What to produce: Please copy out the items from the line containing "For inventory purposes, determine whether the white van" through the line containing "3;123;19;144", swapping "inventory" for "cataloging" and leaving everything else unchanged. Give only those lines.

[Detection examples]
****************

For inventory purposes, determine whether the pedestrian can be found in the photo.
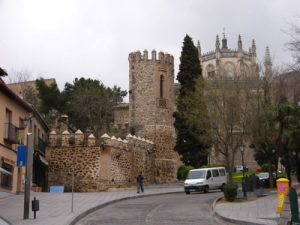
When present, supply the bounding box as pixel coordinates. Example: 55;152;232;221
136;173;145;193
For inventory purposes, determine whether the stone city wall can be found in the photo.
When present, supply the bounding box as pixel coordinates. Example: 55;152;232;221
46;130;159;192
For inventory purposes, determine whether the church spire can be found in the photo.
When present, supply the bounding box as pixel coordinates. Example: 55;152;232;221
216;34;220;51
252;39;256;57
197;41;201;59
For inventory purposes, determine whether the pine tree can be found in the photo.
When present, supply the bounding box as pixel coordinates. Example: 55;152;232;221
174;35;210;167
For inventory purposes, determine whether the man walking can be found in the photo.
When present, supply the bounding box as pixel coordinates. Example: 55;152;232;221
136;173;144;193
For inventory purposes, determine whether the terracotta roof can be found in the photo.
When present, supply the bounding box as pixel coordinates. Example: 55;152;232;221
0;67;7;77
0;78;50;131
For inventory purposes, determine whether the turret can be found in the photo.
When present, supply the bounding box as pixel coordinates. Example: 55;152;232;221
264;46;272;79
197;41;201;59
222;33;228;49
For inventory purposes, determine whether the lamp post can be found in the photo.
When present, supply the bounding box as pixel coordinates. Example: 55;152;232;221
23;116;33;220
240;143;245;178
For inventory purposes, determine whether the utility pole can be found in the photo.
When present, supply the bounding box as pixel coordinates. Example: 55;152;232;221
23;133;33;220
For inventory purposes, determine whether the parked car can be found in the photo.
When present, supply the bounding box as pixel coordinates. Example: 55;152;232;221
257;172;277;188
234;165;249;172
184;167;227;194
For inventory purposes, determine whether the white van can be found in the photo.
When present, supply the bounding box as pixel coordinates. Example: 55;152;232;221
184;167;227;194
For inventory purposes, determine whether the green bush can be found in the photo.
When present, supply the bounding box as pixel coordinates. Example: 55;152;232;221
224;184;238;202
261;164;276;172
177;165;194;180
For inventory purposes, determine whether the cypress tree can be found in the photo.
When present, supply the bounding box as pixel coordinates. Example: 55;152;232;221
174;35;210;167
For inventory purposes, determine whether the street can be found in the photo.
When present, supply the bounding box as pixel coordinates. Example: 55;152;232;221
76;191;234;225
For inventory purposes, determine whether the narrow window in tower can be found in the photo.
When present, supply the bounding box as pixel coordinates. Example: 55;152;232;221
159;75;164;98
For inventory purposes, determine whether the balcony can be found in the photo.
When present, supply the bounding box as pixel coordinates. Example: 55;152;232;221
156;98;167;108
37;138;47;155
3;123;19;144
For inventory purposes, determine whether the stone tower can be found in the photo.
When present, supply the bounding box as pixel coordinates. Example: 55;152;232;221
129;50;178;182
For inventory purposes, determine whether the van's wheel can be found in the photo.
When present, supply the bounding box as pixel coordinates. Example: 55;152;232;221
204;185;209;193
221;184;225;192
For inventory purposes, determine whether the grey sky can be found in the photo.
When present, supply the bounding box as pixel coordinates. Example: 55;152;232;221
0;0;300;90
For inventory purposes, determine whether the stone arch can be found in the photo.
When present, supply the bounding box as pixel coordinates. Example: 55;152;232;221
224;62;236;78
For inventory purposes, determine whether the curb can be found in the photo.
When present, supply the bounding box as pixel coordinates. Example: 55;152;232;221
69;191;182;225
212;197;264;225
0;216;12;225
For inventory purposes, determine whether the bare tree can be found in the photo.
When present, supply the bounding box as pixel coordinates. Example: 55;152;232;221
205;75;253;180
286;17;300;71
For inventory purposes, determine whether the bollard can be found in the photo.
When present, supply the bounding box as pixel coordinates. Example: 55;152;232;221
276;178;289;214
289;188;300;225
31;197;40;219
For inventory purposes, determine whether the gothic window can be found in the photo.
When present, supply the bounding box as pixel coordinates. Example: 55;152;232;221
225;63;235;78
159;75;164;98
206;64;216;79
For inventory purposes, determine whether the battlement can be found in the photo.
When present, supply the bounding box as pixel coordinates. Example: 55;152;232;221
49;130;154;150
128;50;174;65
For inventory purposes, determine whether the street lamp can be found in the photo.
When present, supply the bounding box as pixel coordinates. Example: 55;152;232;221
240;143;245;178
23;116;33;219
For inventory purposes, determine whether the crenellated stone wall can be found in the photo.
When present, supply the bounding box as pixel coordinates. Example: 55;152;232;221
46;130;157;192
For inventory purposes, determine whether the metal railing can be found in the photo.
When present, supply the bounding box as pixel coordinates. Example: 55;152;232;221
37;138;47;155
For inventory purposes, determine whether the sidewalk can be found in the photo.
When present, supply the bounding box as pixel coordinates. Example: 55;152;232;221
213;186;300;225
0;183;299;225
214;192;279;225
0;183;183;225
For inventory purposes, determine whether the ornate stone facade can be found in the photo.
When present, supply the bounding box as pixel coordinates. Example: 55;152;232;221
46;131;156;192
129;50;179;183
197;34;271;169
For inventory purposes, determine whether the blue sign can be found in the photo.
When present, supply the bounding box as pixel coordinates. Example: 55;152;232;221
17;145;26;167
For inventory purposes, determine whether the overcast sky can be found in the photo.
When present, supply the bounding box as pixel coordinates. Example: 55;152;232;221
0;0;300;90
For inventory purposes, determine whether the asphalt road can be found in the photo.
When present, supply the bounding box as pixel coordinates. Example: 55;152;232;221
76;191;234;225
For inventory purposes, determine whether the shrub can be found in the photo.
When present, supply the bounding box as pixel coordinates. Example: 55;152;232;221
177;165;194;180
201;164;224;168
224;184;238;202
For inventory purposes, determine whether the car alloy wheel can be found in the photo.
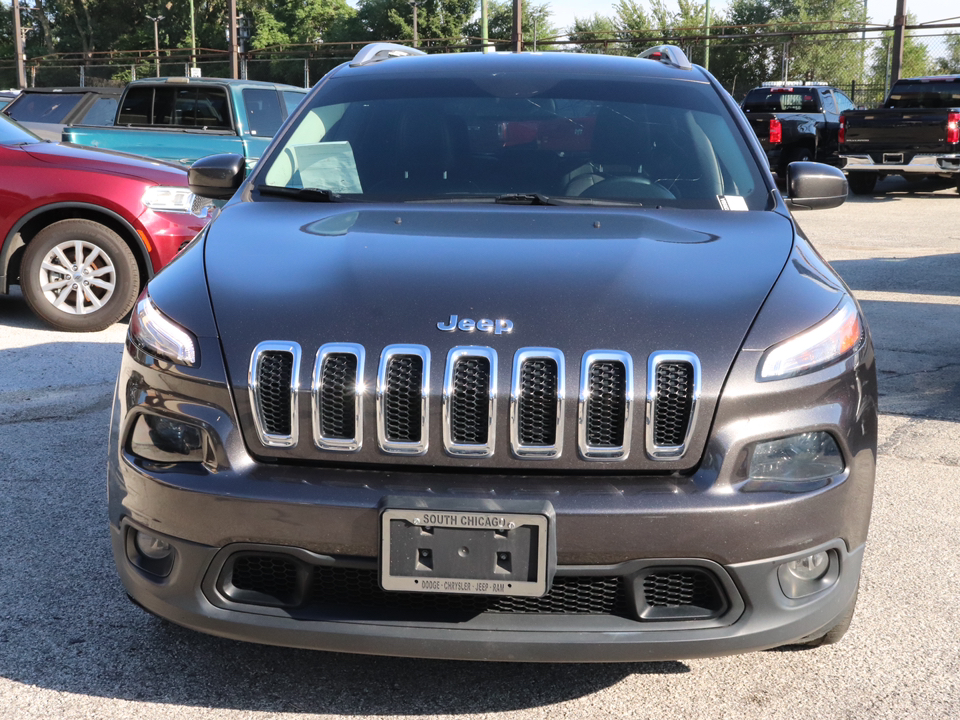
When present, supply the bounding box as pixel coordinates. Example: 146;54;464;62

****************

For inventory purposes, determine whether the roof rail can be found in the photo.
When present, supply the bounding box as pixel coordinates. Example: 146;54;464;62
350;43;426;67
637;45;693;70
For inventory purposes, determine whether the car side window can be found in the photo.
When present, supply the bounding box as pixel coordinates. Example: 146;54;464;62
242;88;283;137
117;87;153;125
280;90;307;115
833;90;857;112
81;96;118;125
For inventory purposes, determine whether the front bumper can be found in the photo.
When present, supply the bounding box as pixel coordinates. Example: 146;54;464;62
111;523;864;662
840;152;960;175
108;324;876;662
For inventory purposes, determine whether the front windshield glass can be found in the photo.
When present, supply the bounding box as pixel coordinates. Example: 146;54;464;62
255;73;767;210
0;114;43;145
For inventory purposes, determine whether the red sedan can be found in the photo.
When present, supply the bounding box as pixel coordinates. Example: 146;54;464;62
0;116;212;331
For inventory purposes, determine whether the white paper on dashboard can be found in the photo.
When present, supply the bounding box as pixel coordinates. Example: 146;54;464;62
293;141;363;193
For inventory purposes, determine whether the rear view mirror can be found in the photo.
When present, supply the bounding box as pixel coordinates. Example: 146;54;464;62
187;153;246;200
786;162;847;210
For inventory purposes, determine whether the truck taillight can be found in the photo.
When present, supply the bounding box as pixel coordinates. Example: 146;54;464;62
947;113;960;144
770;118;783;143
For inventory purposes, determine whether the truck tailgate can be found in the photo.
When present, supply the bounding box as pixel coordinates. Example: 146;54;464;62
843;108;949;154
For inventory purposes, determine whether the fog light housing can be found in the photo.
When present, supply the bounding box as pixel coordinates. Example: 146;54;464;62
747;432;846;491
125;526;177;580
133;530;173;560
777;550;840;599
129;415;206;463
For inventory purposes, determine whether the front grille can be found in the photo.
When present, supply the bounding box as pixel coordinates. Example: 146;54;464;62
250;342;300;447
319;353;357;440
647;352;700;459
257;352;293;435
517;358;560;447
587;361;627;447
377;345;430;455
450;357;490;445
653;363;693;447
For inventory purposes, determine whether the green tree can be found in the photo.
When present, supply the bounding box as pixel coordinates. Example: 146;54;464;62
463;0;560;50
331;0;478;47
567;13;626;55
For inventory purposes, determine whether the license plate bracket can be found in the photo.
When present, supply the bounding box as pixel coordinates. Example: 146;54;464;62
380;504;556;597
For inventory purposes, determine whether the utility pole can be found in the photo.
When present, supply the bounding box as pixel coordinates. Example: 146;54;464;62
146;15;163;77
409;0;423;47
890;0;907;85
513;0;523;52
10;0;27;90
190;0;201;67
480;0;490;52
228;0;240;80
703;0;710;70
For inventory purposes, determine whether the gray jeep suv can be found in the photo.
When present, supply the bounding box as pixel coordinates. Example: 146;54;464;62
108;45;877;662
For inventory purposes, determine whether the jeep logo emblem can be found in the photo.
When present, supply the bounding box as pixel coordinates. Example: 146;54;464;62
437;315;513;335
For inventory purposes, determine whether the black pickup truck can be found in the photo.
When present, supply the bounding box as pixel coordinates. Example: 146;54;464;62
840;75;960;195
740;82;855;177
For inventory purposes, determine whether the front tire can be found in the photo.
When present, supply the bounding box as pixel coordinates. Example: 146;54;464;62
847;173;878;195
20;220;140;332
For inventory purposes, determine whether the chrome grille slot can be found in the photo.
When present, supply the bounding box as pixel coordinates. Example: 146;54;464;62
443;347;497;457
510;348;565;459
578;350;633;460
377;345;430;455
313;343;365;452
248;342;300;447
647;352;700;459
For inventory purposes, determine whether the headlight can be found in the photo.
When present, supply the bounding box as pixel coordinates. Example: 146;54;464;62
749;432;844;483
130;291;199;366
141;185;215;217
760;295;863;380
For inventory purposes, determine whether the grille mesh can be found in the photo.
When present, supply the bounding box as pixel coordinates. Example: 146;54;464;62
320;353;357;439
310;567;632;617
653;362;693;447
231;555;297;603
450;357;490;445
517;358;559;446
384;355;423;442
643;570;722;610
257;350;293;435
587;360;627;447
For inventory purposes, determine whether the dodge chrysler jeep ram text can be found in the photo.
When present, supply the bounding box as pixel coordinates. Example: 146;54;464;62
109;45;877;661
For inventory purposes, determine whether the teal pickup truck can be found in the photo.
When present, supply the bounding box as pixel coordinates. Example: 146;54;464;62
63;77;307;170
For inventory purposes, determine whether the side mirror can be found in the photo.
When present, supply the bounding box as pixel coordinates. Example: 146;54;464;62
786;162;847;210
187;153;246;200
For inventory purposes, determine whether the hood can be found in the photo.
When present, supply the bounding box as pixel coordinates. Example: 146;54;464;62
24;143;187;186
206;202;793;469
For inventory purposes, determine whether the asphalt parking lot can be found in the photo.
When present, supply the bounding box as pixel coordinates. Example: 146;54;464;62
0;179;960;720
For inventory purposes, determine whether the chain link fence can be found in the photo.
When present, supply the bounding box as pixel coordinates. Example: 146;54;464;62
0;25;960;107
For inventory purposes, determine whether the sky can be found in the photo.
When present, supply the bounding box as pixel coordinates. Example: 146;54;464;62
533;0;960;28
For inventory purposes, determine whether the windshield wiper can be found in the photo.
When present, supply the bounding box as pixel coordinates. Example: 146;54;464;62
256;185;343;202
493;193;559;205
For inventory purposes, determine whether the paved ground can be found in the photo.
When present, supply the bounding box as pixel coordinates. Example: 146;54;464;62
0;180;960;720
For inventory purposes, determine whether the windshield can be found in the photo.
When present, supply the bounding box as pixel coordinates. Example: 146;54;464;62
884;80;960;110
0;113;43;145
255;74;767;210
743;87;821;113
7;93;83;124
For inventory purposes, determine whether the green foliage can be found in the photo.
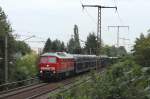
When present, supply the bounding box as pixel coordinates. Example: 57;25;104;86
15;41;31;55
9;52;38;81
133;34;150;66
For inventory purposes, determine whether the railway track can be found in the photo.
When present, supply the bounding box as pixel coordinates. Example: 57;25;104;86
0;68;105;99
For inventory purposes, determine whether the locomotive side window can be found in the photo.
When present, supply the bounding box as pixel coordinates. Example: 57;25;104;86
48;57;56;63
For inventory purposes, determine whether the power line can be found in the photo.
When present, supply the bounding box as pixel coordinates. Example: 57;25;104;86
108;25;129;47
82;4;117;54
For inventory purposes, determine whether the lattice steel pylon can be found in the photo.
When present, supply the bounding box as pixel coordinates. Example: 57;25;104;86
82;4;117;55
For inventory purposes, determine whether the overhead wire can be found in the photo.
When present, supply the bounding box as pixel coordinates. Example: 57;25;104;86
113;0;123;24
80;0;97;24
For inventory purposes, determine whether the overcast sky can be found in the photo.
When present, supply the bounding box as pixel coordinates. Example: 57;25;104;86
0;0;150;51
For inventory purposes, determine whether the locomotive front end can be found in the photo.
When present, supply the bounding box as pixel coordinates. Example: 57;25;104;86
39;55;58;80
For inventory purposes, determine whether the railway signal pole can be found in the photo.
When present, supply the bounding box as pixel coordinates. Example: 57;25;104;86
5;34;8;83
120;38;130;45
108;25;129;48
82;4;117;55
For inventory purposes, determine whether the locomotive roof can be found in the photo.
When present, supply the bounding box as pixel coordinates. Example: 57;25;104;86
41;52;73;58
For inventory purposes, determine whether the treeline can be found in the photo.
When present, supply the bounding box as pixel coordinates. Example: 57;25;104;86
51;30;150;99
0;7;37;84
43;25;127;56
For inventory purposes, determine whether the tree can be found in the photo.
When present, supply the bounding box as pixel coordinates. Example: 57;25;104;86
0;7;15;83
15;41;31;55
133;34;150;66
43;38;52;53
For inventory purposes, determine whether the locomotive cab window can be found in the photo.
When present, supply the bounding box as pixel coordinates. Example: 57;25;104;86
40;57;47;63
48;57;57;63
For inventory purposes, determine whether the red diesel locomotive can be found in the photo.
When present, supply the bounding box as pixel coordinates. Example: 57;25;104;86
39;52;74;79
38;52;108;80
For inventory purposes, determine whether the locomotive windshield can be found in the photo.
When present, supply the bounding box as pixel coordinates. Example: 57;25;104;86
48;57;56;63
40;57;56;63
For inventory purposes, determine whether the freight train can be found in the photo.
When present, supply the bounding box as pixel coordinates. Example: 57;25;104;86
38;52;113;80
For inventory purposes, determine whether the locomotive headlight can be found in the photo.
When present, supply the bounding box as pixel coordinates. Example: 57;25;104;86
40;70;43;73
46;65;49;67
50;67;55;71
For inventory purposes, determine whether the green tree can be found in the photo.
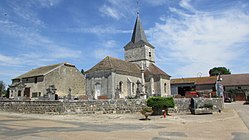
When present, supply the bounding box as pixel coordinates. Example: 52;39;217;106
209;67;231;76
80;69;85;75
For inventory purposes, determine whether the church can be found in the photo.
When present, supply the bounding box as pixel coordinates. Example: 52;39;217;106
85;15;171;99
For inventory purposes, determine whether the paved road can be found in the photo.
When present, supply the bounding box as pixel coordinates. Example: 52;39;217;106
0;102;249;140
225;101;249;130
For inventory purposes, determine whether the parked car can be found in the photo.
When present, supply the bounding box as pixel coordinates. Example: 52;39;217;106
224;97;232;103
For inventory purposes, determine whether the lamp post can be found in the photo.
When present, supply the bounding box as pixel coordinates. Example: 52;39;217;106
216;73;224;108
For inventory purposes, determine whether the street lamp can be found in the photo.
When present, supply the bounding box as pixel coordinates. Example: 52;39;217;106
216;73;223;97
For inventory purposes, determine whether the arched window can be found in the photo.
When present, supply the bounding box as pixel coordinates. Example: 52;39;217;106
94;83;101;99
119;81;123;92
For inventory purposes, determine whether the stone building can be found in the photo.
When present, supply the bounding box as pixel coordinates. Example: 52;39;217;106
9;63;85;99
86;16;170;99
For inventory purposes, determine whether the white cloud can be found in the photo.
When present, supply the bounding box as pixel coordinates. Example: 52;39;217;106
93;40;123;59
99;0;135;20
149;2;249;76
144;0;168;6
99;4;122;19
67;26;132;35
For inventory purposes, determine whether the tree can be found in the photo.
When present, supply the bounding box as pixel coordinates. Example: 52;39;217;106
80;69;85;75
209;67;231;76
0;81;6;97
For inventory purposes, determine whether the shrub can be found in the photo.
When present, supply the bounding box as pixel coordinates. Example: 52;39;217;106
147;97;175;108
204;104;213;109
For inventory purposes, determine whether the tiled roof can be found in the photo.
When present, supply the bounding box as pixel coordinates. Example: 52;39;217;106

****************

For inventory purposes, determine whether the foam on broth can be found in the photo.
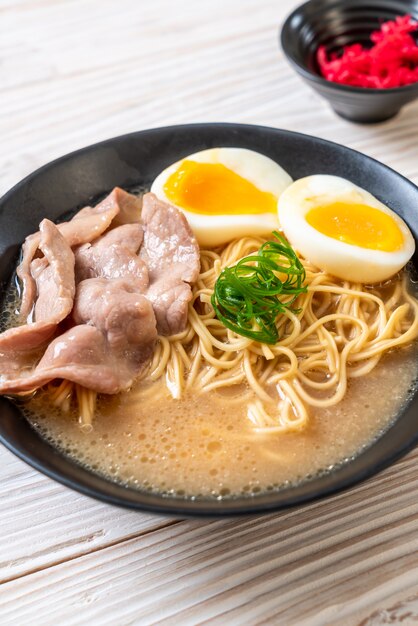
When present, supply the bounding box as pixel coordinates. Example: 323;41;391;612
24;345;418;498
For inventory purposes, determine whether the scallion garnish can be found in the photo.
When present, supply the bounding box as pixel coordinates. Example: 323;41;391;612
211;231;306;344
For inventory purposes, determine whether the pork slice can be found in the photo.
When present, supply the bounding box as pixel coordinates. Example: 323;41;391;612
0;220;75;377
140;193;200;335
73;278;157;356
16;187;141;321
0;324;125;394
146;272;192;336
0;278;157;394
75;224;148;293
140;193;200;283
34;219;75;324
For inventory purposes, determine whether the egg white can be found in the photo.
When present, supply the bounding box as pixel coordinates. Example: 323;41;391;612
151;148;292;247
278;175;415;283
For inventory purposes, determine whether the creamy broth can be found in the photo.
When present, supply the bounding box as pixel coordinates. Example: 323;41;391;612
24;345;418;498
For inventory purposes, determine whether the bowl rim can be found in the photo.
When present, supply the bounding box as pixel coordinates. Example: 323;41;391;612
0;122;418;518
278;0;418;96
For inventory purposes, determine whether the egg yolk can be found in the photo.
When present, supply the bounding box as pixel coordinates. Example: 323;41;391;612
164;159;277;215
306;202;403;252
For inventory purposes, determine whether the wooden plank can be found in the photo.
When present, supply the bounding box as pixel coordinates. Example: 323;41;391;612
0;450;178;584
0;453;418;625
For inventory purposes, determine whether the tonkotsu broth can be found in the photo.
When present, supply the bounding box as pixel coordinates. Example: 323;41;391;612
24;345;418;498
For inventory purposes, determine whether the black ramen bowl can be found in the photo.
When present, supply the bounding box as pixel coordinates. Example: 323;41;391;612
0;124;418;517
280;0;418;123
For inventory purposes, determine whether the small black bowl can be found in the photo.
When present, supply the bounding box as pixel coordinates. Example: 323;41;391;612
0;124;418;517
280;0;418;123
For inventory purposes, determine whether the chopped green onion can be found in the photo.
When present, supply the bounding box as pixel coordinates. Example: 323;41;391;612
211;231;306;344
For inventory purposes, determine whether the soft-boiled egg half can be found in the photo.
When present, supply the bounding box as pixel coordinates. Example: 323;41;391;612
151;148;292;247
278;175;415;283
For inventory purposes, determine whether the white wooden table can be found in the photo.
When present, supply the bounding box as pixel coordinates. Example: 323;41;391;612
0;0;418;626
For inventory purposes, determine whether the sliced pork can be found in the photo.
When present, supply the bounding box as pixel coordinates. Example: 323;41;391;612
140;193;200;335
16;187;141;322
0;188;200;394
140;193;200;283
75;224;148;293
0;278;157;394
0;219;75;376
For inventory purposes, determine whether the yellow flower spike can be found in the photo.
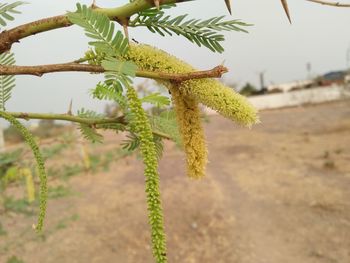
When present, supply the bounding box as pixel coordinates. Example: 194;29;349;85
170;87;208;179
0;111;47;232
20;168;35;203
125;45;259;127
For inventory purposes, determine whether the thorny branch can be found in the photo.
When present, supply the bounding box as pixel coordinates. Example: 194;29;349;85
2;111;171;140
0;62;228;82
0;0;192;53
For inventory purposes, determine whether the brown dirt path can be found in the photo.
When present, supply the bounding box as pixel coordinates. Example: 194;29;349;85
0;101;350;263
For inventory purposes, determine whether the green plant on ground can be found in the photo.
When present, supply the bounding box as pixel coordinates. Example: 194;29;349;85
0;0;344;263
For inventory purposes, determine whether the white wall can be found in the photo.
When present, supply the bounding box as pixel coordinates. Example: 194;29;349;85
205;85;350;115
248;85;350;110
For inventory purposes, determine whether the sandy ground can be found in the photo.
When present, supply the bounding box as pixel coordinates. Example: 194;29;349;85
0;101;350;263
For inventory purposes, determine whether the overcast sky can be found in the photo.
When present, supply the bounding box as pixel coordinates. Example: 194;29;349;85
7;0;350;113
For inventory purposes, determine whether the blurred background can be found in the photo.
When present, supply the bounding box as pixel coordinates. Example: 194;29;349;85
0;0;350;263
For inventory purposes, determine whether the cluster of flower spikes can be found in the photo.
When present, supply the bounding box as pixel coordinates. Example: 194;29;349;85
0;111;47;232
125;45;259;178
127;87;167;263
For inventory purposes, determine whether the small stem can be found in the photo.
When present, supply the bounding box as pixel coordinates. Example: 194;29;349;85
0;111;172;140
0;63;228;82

****************

Worked answer:
For cataloging purposes, determine whether the white van can be found in the photo.
When present, supply the bounding box as pixel coordinates. Example: 55;152;232;221
184;167;227;194
For cataloging purposes, determine whether the green bush can be found in the photo.
When present, supply the bounding box as pixel coordinates. Example: 55;152;232;221
224;184;238;202
261;164;276;172
177;165;194;180
For cataloging purposes, determine whether the cypress tree can be found in the photo.
When present, supply the bounding box as pixel coordinates. Example: 55;152;232;221
174;35;210;167
For cataloging purposes, determine whether the street can be found in the photo.
When present, supply the bounding box as pixel coordinates. Example: 55;152;232;221
76;191;234;225
For cataloging purposes, determine whether the narrow window in tower can be found in the photo.
When present, supply the bounding box as pixel coordinates. Example: 55;152;232;221
159;75;164;98
For cataloging purposes, determine whether the balcony can be found in the photo.
When present, supply the bounding box as pixel coordinates. Example: 55;152;232;221
156;98;167;108
37;138;47;155
3;123;19;144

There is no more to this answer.